YOUR TASK —
Identify each line of the listing below that contains the string "pale", and copy those lines in full.
▬▬▬▬▬▬▬▬▬▬
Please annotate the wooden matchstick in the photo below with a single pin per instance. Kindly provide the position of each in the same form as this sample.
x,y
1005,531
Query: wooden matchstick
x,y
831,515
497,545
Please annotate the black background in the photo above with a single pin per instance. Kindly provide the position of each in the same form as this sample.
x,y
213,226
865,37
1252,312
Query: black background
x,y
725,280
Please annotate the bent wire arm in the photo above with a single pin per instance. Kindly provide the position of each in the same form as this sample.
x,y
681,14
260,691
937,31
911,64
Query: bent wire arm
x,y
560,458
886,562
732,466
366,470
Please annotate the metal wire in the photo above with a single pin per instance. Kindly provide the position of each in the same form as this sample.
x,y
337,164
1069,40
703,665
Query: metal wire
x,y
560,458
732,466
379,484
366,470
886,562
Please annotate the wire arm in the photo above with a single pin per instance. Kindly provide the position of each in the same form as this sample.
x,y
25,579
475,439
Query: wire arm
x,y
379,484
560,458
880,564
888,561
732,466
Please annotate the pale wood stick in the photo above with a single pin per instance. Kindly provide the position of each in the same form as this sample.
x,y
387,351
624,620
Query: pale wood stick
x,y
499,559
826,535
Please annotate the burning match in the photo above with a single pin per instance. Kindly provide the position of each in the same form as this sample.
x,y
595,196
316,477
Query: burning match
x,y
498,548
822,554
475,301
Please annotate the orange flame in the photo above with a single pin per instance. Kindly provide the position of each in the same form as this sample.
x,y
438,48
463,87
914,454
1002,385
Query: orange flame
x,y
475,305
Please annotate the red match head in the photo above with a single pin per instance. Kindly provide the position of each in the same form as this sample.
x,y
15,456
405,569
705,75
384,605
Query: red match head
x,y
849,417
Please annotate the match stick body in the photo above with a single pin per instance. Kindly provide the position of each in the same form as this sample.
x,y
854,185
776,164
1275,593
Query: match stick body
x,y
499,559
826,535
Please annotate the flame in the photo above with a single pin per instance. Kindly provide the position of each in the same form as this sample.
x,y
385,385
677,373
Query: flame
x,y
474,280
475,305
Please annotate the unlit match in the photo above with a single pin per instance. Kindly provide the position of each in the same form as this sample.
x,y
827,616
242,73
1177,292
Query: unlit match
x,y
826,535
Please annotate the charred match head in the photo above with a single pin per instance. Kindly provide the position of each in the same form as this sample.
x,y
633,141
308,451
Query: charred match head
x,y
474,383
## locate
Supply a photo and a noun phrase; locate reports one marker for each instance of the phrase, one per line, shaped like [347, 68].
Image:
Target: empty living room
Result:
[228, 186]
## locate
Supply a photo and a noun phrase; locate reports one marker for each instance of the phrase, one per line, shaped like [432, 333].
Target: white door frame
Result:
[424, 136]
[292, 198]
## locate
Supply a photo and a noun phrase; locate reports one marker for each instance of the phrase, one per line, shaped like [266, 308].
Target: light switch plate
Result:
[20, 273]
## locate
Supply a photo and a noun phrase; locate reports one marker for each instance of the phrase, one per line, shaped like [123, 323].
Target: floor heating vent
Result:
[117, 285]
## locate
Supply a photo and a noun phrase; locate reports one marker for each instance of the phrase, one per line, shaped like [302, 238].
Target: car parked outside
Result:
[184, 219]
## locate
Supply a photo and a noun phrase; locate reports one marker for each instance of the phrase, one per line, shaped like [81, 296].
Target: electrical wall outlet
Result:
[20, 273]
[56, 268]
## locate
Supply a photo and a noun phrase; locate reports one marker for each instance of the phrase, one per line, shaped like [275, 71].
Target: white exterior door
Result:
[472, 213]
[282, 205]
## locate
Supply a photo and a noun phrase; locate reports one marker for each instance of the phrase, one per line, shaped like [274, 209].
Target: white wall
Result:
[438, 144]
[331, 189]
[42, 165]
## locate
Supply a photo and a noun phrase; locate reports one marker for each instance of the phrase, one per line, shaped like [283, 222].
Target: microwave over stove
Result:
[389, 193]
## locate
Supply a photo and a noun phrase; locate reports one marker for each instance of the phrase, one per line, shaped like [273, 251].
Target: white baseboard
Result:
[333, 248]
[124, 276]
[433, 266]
▬▬▬▬▬▬▬▬▬▬
THE ANSWER —
Please annotate the pale wood stick in the photo above with a single pin per instance. Kindly provide the position of each in the same form as this sample.
Query: pale wood stick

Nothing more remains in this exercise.